CLEVELAND — Ohio’s 2014 Medicaid expansion helped more than a million low-wage workers, disabled adults, caretakers, and students to access health care. But the federal government slashed funding for enrollment outreach and consumer assistance last year, and the proportion of uninsured Ohioans has increased from 5.6 percent to 6 percent, according to U.S. Census Bureay surveys. Ohio is one of only 14 states where the number of uninsured increased.
This increase is troubling for several reasons.
First, a recent evaluation of Ohio’s Medicaid expansion confirmed that access to medical care improves health, including earlier diagnosis and treatment of chronic conditions. About a third of people continuously enrolled in Medicaid reported improved physical health and a quarter reported improved mental health.
One recipient stated, “I am getting my cancer medicine because I have Medicaid.” Quite simply, healthier people have better lives: they suffer less and feel better.
Second, Medicaid reduces the need for costly emergency department visits and hospitalizations because primary care providers are able to deliver preventive and cost-effective care for conditions such as diabetes, heart disease, and depression. Another Ohio Medicaid recipient said in the state report, “Before I had insurance, I would just go to the emergency room at the hospital and let them bill me. Sometimes I wouldn’t pay them. I couldn’t afford it.”
Such experiences are all too common and contribute to the burden of uncompensated care for Ohio health providers and taxpayers.

▸ AIM OF THE TASK: Reproduce verbatim the stretch of the Ohio Medicaid text from "CLEVELAND — Ohio’s" through "for several reasons.".

▸ INPUT DATA:
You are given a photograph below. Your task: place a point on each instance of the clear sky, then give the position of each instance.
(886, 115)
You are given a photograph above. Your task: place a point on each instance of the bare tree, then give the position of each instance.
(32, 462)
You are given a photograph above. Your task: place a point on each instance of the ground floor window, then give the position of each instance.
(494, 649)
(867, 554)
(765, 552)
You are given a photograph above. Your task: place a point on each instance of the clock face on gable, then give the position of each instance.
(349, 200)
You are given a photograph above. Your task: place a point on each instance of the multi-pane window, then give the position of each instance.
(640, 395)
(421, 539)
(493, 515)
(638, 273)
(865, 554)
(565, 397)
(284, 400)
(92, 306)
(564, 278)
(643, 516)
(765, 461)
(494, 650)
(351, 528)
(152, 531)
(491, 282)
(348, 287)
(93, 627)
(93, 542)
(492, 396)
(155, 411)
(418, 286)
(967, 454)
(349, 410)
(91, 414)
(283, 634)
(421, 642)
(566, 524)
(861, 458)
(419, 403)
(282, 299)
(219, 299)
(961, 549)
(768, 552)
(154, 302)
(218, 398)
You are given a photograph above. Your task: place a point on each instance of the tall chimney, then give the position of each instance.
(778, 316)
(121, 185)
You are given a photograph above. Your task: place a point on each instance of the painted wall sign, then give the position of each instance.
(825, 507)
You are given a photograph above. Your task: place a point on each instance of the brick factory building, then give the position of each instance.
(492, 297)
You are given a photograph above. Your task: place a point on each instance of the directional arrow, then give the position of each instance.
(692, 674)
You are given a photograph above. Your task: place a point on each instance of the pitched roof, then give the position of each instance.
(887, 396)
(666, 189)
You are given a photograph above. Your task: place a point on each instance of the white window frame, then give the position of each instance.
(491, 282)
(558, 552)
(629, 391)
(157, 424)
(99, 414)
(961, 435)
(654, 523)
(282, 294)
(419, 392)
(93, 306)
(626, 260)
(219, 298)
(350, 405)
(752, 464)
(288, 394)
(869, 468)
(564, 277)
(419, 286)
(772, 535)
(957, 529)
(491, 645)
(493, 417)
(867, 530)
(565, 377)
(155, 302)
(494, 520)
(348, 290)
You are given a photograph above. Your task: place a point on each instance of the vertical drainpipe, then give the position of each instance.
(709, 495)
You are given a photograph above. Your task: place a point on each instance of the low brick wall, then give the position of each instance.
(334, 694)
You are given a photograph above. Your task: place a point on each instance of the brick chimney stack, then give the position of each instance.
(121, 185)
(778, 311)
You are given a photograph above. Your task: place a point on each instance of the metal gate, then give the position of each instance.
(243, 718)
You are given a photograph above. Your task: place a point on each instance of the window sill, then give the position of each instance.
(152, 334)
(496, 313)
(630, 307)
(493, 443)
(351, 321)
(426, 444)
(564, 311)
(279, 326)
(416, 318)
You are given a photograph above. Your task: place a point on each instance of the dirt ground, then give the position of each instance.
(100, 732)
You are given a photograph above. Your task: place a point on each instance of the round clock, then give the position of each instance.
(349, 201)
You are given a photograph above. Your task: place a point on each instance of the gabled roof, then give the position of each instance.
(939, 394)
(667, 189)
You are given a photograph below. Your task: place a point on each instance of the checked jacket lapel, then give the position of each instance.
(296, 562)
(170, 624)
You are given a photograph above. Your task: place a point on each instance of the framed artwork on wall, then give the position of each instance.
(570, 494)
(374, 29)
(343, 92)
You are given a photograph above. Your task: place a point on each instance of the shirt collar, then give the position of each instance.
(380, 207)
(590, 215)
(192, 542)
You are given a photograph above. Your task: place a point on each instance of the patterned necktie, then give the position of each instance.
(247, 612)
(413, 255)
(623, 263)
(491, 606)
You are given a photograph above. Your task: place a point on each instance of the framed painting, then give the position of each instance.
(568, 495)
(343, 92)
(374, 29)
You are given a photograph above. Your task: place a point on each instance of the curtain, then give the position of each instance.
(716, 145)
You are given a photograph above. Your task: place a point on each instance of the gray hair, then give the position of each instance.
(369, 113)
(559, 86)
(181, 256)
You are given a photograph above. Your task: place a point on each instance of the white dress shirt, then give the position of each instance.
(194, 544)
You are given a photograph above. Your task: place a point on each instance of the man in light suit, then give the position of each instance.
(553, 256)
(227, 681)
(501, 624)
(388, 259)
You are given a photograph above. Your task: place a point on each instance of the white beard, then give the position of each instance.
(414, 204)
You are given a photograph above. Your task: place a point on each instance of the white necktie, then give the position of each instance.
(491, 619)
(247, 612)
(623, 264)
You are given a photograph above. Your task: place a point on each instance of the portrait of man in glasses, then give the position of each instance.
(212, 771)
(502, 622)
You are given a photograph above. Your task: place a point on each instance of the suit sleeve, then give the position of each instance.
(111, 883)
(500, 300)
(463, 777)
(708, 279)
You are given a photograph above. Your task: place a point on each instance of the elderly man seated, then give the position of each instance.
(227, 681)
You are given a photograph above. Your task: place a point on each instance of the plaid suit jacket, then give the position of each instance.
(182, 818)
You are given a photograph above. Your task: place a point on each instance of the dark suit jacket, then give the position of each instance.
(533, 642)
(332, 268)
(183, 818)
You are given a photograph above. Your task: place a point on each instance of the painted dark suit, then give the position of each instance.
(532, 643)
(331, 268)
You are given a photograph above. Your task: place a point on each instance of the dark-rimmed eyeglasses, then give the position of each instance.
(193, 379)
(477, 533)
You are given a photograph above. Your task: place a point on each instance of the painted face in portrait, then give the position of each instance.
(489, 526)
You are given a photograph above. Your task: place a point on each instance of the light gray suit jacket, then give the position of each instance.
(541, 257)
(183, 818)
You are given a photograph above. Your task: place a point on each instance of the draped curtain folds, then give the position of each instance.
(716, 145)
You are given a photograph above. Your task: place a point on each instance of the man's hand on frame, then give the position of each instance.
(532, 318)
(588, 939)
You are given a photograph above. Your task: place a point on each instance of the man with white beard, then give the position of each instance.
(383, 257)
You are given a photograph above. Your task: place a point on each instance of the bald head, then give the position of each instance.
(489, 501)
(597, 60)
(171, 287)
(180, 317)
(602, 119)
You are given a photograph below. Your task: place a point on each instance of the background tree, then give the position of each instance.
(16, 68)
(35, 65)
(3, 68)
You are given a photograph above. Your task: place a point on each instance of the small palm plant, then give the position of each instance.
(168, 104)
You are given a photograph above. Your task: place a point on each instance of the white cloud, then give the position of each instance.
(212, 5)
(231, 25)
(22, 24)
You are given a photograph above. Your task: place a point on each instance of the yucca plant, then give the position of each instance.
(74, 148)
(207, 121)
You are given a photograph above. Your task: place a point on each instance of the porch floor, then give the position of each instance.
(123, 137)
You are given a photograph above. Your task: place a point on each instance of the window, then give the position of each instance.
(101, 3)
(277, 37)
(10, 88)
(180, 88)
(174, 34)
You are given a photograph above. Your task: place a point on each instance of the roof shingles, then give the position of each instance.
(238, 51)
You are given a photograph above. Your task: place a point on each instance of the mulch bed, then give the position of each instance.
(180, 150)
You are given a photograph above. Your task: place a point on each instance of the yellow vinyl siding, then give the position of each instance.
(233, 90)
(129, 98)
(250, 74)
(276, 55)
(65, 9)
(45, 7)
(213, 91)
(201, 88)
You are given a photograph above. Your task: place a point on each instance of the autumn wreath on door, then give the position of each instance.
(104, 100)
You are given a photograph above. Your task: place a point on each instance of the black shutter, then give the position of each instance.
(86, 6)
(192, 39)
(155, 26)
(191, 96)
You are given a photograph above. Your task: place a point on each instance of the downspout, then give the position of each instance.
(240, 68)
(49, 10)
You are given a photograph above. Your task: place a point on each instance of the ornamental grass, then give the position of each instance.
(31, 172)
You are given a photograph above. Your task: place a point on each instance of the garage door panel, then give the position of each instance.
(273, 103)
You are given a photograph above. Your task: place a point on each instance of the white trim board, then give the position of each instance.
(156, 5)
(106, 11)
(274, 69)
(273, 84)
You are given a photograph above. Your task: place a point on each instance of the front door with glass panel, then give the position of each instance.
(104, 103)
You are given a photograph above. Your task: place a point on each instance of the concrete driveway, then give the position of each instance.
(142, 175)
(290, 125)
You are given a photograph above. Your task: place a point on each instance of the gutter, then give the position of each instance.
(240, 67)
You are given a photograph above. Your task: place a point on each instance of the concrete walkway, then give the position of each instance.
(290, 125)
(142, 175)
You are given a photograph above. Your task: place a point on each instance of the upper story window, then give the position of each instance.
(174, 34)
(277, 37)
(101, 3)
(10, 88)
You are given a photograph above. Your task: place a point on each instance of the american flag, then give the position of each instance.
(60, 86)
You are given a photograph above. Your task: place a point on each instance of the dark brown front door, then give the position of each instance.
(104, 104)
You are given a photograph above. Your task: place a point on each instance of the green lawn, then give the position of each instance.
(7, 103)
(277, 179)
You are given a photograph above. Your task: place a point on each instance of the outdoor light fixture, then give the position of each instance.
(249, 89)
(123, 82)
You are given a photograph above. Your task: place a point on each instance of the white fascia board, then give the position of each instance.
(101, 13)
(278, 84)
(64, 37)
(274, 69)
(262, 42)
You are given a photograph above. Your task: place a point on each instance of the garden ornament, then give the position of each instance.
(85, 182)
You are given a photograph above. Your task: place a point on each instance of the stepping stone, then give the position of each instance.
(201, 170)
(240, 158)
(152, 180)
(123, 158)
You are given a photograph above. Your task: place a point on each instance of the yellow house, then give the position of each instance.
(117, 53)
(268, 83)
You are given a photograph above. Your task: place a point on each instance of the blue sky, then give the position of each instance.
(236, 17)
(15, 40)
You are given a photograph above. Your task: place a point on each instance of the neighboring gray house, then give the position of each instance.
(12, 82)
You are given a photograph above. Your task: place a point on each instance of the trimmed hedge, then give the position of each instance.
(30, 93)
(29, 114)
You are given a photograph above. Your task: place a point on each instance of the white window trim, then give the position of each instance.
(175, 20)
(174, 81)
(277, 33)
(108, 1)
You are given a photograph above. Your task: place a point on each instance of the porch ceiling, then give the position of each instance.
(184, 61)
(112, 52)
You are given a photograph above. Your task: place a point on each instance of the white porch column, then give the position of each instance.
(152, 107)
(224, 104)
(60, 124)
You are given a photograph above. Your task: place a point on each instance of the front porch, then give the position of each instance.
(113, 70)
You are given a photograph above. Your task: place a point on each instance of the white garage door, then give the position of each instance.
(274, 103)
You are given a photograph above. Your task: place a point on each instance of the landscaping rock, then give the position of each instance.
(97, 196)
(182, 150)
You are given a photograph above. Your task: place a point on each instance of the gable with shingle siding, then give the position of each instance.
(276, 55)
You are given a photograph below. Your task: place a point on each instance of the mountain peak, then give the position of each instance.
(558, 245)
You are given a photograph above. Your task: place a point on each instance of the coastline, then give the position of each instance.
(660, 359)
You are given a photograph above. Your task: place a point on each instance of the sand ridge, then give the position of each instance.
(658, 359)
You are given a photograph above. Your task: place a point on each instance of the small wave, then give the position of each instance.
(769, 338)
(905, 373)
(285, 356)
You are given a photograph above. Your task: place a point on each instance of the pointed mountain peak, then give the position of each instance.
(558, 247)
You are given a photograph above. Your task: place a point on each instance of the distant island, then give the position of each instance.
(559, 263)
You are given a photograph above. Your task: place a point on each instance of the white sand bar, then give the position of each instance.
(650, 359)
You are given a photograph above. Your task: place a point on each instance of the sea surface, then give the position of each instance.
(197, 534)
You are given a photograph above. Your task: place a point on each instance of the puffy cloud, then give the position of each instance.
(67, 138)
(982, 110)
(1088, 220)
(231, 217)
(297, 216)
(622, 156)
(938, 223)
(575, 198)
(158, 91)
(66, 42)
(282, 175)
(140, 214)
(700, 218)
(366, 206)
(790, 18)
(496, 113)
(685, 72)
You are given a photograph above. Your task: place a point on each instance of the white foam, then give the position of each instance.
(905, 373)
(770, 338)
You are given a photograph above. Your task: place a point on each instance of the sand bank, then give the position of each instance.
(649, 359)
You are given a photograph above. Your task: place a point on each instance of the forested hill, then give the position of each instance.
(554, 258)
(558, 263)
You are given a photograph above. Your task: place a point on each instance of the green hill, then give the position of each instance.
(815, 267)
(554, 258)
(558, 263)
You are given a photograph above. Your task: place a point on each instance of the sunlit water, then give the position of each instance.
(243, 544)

▸ ANSWER SPACE:
CLEVELAND — Ohio’s 2014 Medicaid expansion helped more than a million low-wage workers, disabled adults, caretakers, and students to access health care. But the federal government slashed funding for enrollment outreach and consumer assistance last year, and the proportion of uninsured Ohioans has increased from 5.6 percent to 6 percent, according to U.S. Census Bureay surveys. Ohio is one of only 14 states where the number of uninsured increased.
This increase is troubling for several reasons.